Each line below should be retyped exactly, with no pictures.

Object point labels
++++++++
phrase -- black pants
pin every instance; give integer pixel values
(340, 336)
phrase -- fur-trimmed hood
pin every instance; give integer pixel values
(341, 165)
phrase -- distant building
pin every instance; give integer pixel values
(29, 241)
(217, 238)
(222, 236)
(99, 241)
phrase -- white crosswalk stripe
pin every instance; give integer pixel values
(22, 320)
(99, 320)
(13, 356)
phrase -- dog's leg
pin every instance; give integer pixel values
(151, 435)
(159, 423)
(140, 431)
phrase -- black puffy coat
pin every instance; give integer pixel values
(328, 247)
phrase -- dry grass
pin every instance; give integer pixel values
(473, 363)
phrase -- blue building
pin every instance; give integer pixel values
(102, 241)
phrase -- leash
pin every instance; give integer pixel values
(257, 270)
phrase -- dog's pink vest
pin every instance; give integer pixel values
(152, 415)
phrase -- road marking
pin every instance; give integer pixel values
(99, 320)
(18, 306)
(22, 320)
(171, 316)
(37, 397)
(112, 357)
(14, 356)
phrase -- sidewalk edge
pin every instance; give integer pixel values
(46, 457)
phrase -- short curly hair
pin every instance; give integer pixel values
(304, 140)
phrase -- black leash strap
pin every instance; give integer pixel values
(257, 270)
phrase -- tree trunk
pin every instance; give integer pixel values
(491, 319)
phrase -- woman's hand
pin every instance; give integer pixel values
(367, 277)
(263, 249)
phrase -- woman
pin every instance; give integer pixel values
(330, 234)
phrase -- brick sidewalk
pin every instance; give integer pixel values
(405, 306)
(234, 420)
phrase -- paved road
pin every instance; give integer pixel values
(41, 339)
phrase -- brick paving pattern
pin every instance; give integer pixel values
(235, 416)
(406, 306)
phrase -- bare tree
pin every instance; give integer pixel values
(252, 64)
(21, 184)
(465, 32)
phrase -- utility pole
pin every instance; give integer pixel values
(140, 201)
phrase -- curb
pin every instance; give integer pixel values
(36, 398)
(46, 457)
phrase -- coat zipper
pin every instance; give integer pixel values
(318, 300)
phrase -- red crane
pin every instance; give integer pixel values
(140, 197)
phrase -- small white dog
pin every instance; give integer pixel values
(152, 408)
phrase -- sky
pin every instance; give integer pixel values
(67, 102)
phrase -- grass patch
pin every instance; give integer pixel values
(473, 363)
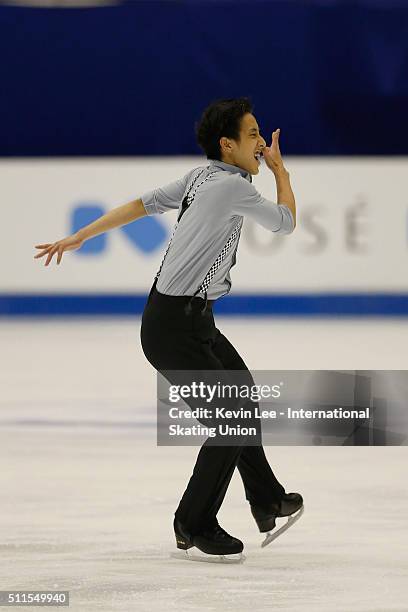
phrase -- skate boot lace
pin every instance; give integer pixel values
(219, 531)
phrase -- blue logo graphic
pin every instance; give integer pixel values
(147, 234)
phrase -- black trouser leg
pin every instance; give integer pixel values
(173, 341)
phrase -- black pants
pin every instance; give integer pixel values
(174, 340)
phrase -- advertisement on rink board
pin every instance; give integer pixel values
(351, 234)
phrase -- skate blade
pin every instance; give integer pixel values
(272, 535)
(197, 555)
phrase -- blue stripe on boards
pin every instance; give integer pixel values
(281, 305)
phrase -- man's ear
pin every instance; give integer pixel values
(225, 145)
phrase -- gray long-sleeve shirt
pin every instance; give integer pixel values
(227, 196)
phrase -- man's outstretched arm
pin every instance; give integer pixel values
(121, 215)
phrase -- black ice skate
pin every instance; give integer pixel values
(216, 544)
(290, 506)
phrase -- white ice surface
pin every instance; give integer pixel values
(87, 497)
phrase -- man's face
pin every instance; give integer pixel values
(243, 153)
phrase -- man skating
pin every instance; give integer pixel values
(178, 331)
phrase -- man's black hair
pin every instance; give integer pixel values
(221, 118)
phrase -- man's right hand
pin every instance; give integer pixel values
(272, 155)
(71, 243)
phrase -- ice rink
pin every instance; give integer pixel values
(88, 498)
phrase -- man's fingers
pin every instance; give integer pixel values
(51, 254)
(60, 253)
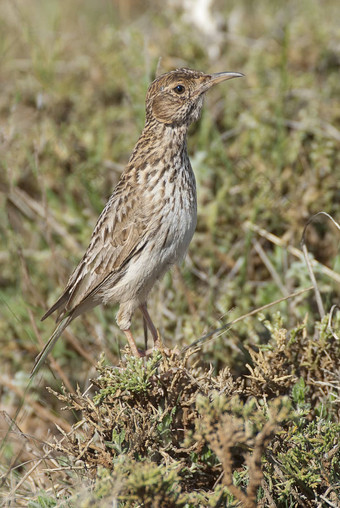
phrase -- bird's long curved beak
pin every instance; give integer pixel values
(218, 77)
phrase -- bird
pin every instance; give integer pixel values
(149, 220)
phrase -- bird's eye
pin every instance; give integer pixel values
(179, 89)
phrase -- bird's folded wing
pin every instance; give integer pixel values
(121, 231)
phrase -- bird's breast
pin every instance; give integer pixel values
(178, 207)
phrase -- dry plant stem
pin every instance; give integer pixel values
(331, 312)
(308, 263)
(41, 411)
(270, 267)
(199, 342)
(292, 250)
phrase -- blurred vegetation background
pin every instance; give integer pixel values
(265, 153)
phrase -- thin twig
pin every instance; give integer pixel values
(227, 326)
(308, 262)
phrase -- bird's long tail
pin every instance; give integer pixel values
(40, 359)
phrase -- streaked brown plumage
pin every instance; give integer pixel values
(148, 222)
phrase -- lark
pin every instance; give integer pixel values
(150, 218)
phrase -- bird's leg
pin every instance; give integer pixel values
(150, 324)
(132, 343)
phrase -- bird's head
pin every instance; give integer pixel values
(176, 98)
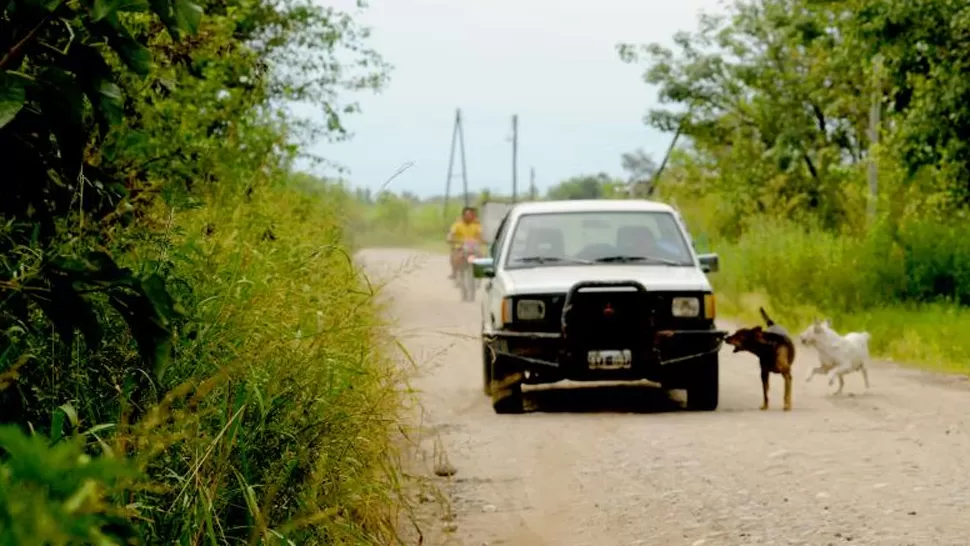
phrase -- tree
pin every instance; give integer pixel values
(774, 99)
(595, 186)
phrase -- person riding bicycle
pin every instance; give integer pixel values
(465, 230)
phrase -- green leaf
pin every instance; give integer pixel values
(106, 8)
(108, 100)
(136, 56)
(147, 310)
(12, 97)
(47, 5)
(166, 13)
(63, 109)
(188, 15)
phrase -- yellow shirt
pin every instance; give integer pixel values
(463, 233)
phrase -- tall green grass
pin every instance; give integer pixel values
(908, 287)
(275, 421)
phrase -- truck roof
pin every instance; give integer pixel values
(591, 205)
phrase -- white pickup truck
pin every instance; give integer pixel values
(597, 290)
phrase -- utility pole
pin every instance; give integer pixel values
(875, 113)
(457, 138)
(532, 184)
(515, 157)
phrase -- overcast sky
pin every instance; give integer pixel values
(552, 62)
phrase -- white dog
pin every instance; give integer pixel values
(837, 355)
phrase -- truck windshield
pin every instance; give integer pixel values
(598, 237)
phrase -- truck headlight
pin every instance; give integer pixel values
(530, 310)
(685, 307)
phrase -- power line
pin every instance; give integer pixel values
(515, 156)
(457, 139)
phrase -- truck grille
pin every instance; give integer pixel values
(610, 320)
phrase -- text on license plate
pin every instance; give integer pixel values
(610, 360)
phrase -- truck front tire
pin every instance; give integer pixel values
(506, 386)
(703, 384)
(487, 368)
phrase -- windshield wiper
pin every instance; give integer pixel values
(623, 258)
(550, 260)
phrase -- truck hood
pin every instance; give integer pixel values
(545, 280)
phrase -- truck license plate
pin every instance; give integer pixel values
(610, 360)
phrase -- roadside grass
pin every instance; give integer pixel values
(887, 285)
(299, 436)
(276, 421)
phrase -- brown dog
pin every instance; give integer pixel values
(775, 351)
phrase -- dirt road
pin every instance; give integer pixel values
(620, 466)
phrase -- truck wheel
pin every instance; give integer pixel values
(703, 385)
(506, 387)
(487, 369)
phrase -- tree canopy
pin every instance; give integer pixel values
(774, 97)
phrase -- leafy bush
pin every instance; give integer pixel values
(163, 277)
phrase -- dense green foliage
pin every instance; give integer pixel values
(188, 354)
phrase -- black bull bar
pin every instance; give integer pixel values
(714, 337)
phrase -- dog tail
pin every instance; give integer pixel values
(764, 315)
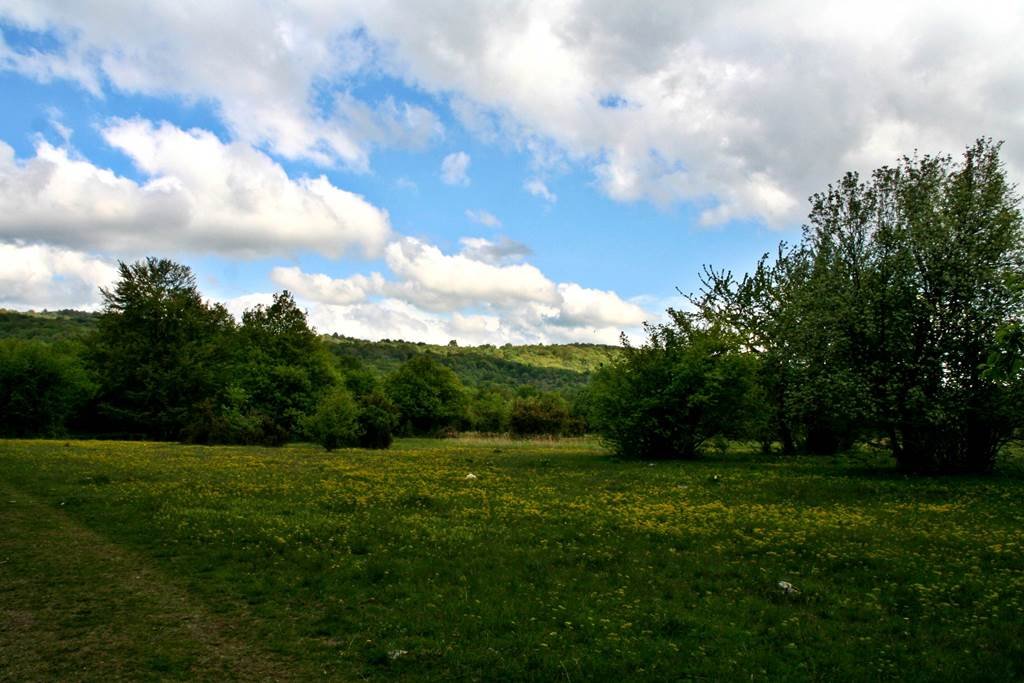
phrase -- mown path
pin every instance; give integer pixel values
++++++++
● **The reply**:
phrase -- black pants
pin every instance; give integer pixel values
(340, 336)
phrase -- fur-trimmed hood
pin every instance; give integer pixel values
(341, 165)
phrase -- distant building
pin every instance; give integer pixel values
(29, 241)
(217, 238)
(222, 236)
(99, 241)
phrase -- white crosswalk stripe
pin every instance; give integer pixel values
(22, 320)
(99, 320)
(13, 356)
phrase -- dog's leg
pin every instance; give integer pixel values
(151, 435)
(159, 423)
(140, 431)
phrase -- black puffy coat
pin every instance; give integer pixel values
(328, 247)
phrase -- dry grass
pin every instance; give integer pixel values
(473, 363)
phrase -- blue building
pin every instance; give integer pixel values
(102, 241)
phrase -- leash
pin every instance; give integer pixel values
(257, 270)
phrase -- dog's pink vest
pin every instance; give integer pixel values
(152, 415)
phrase -- road marking
pin every instance; give integer pixel values
(99, 320)
(18, 306)
(22, 320)
(171, 316)
(37, 397)
(112, 357)
(14, 356)
phrase -- sidewalk edge
pin every instance; give integer pixel values
(46, 457)
phrase -- short curly hair
pin every instance; give integer pixel values
(304, 140)
phrase -- black leash strap
pin every instance; give integer pixel values
(257, 270)
phrase -- tree trunk
pin every instance; give integer pixel values
(491, 319)
phrase -- woman's hand
pin every instance; give integer pixel values
(367, 277)
(263, 249)
phrase -- woman
pin every instance; give integer pixel values
(330, 234)
phrase -- brick sidewalk
pin every instance; give integer pixel values
(405, 306)
(234, 420)
phrase -- paved road
pin every instance; give integer pixel values
(41, 339)
phrase -- brick paving pattern
pin every instance; give integer pixel values
(235, 416)
(406, 306)
phrase -- bare tree
pin every instance; give integer pixel values
(252, 64)
(21, 184)
(465, 32)
phrase -- utility pole
pin every instance; give integer pixel values
(140, 201)
phrase -- curb
pin every instance; give integer pixel values
(36, 398)
(46, 457)
phrase -- coat zipper
pin every instance; give integer pixel values
(318, 300)
phrase -- red crane
pin every instance; give integer pixel values
(140, 197)
phrase -- small white dog
pin every instance; give integer pixel values
(152, 408)
phrase -- sky
pin every instance; give integer pixel values
(67, 102)
phrase -- grass patch
pin every instance; give integer pixel values
(473, 363)
phrase -- skate boot lace
pin every instance; give integer pixel values
(219, 531)
phrase -- blue logo graphic
pin every instance; give integer pixel values
(147, 234)
phrase -- black trouser leg
pin every instance; give integer pixel values
(173, 341)
phrase -- black pants
pin every instance; give integer pixel values
(174, 340)
phrase -- advertisement on rink board
pin every instance; give integer pixel values
(351, 234)
phrase -- skate blade
pin every instance; give integer pixel values
(272, 535)
(197, 555)
phrase -- blue stripe on boards
pin every instance; give integer pixel values
(281, 305)
phrase -- man's ear
pin every instance; give integer pixel values
(225, 145)
phrase -- gray long-sleeve shirt
pin every instance; give integer pixel values
(227, 196)
phrase -- man's outstretched arm
pin every instance; give integer pixel values
(121, 215)
phrase -- black ice skate
pin every instance; give integer pixel values
(216, 544)
(290, 506)
phrase -- white ice surface
pin every instance; give integer pixel values
(87, 497)
phrase -- man's face
pin every instance; give integer pixel values
(243, 153)
phrase -- man skating
pin every instance; give integer pixel values
(178, 331)
phrase -- man's black hair
pin every instance; give integer pixel values
(221, 118)
phrase -- man's right hand
pin every instance; give integer pixel values
(272, 155)
(71, 243)
phrase -- ice rink
pin every instance; give integer pixel values
(88, 498)
phrase -- man's fingers
pin every instance; give integer pixel values
(51, 254)
(60, 253)
phrase -- bird's long curved beak
pin every instance; give integer pixel values
(218, 77)
phrase -- bird
pin every instance; give integer pixel values
(149, 220)
phrase -- bird's eye
pin every instance; give integer pixel values
(179, 89)
phrase -- bird's folded wing
pin every instance; give integer pixel values
(121, 231)
phrase -- bird's breast
pin every instance; give integer pixel values
(178, 207)
phrase -- dry plant stem
pin every instance; give integer pixel values
(331, 312)
(308, 263)
(41, 411)
(270, 267)
(199, 342)
(292, 250)
phrase -- blurred vegetation background
pin every instance; give integer pixel values
(265, 153)
phrase -- thin twig
pin every instance; give integer pixel values
(227, 326)
(308, 262)
phrase -- bird's long tail
pin every instance; give integer pixel values
(40, 359)
phrase -- streaked brown plumage
pin every instance; give integer pixel values
(148, 222)
phrase -- lark
pin every instance; give integer pixel values
(150, 218)
phrase -- bird's leg
pin every instance; give integer pixel values
(150, 324)
(132, 343)
phrase -- bird's head
pin every instance; give integer pixel values
(176, 98)
phrase -- tree
pin every instance; give integer pixel values
(774, 99)
(595, 186)
phrase -- person riding bicycle
pin every instance; give integer pixel values
(465, 230)
phrase -- green leaf
pin every instance; give integer pixel values
(106, 8)
(108, 100)
(136, 56)
(147, 310)
(12, 97)
(47, 5)
(166, 13)
(63, 109)
(188, 15)
phrase -- yellow shirt
pin every instance; give integer pixel values
(463, 233)
phrase -- tall green grass
pin every instance; give integer pixel values
(908, 287)
(275, 421)
phrase -- truck roof
pin every instance; give integer pixel values
(591, 205)
phrase -- white pickup truck
pin every instance; give integer pixel values
(597, 290)
phrase -- utility pole
pin every instance; give integer pixel values
(875, 113)
(457, 138)
(532, 184)
(515, 157)
phrase -- overcast sky
pin every instance; give integer pixel values
(552, 62)
phrase -- white dog
pin every instance; give integer pixel values
(837, 355)
phrase -- truck windshield
pin every instance; give integer pixel values
(598, 237)
phrase -- truck headlight
pin every instance; give integer pixel values
(530, 310)
(685, 307)
phrase -- power line
pin every instance; give integer pixel values
(515, 156)
(457, 139)
phrase -- truck grille
pin every instance; give integer pixel values
(610, 320)
phrase -- text on license plate
pin every instance; give integer pixel values
(610, 360)
phrase -- truck front tire
pin every instance; give integer pixel values
(506, 386)
(703, 384)
(487, 368)
phrase -- windshield wiper
pin every instance; give integer pixel values
(623, 258)
(550, 260)
phrase -- truck hood
pin every instance; give integer pixel values
(545, 280)
phrase -- truck license plate
pin every instance; give integer pixel values
(610, 360)
phrase -- roadside grass
pin every instance; give integer pixel values
(887, 285)
(299, 436)
(276, 421)
phrase -- brown dog
pin every instance; give integer pixel values
(775, 351)
phrase -- dirt road
pin every instance; give integer pixel values
(620, 466)
phrase -- truck wheel
pin every instance; give integer pixel values
(703, 385)
(506, 387)
(487, 369)
phrase -- tree canopy
pin every instance; give integer pixel values
(774, 97)
phrase -- leafy bush
pin every instance; give integer pixel values
(163, 277)
phrase -- dense green foliage
pin every instance; give integer pixel values
(188, 354)
phrase -- black bull bar
pin every instance; give integer pixel values
(714, 337)
phrase -- dog tail
pin every instance; give integer pixel values
(764, 315)
phrase -- mown path
pin every instance; give integer pixel values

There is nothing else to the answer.